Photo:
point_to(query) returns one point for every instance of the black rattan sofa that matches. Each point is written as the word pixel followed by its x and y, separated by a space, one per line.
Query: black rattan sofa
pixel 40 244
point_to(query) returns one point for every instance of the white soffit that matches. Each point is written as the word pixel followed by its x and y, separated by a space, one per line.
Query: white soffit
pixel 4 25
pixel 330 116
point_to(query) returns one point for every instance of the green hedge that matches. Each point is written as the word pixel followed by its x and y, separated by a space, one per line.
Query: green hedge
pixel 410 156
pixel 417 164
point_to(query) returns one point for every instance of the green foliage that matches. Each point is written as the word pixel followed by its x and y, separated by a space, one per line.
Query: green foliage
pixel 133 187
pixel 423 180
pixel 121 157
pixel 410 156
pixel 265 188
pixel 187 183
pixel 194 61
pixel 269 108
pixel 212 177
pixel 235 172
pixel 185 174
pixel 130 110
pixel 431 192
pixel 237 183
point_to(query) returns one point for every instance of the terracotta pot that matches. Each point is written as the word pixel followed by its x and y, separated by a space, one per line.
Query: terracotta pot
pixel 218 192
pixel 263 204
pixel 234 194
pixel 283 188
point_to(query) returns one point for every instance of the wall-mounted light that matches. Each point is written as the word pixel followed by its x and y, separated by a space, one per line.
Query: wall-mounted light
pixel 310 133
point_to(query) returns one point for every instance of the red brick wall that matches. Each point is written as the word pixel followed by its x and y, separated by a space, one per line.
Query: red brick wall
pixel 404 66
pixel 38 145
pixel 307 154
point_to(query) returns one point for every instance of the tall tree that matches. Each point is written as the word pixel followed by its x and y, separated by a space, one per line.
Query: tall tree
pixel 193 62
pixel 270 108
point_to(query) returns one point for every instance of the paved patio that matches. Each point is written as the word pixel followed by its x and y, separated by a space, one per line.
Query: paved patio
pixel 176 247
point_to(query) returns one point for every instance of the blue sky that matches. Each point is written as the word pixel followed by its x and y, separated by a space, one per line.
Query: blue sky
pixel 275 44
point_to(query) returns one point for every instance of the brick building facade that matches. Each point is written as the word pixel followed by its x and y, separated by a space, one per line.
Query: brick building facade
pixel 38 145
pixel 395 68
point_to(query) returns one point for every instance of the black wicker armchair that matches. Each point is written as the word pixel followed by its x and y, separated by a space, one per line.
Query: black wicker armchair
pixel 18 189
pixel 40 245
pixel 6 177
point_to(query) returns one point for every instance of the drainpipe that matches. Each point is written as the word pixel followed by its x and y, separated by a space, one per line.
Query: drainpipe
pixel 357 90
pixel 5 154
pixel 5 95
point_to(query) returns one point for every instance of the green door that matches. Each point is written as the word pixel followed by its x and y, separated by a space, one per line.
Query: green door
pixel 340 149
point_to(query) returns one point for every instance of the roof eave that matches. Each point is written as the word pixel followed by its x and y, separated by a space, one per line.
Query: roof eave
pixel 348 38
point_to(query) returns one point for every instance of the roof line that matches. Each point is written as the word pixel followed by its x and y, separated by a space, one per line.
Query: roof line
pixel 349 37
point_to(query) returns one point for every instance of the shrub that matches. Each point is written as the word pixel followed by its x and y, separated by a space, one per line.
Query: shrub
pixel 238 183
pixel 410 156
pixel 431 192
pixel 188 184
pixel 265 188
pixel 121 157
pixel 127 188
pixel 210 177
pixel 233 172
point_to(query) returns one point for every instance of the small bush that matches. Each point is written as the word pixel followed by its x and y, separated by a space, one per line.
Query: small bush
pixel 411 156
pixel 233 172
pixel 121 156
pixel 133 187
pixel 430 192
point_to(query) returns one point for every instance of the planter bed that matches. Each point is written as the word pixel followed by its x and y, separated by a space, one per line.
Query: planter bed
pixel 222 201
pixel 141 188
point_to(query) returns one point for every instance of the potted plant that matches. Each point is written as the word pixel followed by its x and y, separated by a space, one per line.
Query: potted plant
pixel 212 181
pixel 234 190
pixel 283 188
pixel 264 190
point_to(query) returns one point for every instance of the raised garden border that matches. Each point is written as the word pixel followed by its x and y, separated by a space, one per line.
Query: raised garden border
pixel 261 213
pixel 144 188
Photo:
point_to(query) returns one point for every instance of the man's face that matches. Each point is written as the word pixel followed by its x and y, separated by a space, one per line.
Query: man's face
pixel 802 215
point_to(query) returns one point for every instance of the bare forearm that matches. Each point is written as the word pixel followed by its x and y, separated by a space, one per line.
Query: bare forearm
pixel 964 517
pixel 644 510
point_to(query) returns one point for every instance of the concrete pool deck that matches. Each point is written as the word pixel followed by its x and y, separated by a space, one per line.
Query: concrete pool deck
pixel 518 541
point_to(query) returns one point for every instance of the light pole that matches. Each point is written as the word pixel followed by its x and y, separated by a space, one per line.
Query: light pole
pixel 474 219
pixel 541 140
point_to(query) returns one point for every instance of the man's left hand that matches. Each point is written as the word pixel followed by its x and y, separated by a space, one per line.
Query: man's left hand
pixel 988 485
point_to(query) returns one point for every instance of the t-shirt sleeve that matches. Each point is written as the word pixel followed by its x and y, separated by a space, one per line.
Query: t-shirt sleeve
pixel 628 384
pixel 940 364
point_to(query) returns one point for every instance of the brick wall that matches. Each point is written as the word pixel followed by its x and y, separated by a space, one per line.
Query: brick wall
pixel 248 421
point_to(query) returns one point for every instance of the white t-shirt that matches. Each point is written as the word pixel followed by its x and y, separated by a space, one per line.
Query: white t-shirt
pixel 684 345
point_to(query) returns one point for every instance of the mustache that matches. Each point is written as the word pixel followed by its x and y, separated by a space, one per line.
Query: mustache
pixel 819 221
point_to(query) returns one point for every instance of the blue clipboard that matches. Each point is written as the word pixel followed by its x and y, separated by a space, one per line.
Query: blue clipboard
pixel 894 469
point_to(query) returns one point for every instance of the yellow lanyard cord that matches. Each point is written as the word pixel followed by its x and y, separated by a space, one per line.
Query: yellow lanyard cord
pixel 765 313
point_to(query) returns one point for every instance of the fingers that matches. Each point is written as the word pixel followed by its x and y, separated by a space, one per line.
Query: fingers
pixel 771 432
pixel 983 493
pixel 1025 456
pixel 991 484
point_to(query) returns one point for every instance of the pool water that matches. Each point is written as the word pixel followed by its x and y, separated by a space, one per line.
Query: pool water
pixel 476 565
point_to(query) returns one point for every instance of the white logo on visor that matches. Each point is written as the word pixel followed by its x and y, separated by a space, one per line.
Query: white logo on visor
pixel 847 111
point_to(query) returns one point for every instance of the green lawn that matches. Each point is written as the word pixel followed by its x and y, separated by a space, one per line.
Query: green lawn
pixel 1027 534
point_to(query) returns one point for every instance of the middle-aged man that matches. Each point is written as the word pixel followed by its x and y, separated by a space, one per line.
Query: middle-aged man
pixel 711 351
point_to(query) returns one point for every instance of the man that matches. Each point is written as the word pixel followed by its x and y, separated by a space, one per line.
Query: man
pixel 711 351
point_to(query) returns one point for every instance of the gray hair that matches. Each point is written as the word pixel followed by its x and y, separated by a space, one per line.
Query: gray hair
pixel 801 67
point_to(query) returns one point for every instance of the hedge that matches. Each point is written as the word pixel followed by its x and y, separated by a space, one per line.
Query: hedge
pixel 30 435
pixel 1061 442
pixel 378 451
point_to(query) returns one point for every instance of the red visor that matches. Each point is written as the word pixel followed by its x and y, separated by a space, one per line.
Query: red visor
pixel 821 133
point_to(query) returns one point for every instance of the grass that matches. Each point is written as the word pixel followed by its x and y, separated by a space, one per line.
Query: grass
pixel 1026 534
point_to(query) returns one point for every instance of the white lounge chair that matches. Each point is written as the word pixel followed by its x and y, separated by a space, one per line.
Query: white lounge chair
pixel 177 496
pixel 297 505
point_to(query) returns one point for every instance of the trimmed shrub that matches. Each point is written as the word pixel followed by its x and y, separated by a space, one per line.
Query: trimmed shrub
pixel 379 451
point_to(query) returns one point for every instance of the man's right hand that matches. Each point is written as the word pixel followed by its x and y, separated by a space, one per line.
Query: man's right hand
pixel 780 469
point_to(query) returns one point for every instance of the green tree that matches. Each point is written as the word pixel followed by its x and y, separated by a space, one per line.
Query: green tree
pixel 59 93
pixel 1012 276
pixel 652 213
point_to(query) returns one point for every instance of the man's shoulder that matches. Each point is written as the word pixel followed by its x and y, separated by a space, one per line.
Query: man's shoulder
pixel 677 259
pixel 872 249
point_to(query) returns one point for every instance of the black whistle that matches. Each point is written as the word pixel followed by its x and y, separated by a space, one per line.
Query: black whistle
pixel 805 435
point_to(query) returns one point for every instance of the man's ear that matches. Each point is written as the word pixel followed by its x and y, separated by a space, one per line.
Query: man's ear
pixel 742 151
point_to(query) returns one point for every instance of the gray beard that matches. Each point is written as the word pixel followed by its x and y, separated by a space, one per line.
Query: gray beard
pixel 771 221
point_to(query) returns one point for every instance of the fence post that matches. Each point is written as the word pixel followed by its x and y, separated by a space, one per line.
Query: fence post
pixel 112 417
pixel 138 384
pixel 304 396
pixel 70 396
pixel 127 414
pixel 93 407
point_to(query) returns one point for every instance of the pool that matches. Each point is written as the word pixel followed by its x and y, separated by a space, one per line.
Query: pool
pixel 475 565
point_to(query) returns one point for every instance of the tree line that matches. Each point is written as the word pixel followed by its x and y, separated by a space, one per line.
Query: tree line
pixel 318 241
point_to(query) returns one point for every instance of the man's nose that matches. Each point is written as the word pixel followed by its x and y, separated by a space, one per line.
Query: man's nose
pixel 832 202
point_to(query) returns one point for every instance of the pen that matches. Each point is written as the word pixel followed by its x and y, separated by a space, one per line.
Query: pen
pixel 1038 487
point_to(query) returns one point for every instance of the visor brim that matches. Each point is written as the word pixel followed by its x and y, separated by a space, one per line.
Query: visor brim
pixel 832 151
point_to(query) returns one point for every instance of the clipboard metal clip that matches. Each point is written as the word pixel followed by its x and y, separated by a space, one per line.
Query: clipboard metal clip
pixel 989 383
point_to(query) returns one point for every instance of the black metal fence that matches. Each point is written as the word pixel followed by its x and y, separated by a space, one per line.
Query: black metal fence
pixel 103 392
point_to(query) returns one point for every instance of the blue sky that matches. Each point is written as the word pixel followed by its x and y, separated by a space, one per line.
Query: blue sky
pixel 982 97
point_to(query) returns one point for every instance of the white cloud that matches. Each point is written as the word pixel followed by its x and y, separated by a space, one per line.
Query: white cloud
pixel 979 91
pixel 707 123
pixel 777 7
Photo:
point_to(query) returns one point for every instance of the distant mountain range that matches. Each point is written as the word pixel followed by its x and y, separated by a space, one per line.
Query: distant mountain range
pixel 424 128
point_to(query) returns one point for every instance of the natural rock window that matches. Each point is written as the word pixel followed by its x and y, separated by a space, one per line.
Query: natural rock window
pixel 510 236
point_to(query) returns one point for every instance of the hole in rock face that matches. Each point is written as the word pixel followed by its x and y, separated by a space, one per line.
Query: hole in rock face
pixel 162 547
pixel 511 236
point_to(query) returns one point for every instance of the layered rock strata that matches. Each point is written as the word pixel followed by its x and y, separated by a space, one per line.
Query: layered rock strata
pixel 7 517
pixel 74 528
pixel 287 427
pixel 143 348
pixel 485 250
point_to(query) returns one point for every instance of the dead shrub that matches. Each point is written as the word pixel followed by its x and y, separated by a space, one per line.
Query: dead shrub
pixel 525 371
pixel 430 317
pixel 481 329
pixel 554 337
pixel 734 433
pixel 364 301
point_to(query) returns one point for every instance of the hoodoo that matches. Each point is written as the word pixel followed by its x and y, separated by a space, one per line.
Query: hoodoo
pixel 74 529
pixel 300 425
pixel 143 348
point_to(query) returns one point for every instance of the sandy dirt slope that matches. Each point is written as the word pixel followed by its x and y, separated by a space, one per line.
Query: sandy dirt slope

### WRITTEN REQUEST
Output the material from the line containing "the blue clipboard" through the line containing "pixel 991 484", inclusive, as a numbered list with blank lines omitted.

### EXERCISE RESPONSE
1. point_to(query) returns one point for every instance of the blue clipboard that matches. Each point is written as the word pixel followed by its x and y, separated by a space, one per line.
2. Query: blue clipboard
3. pixel 894 469
4. point_to(query) returns one point for every instance of the yellow lanyard cord that matches. Each point is written as the word pixel followed by its x and y, separated by a space, one per line.
5. Query: yellow lanyard cord
6. pixel 765 313
7. point_to(query) returns one point for every instance of the fingers that matches. Each point is written as the word pixel followed by its x and y, separated by a space, one per line.
8. Query: fingers
9. pixel 771 432
10. pixel 983 493
11. pixel 1025 456
12. pixel 991 484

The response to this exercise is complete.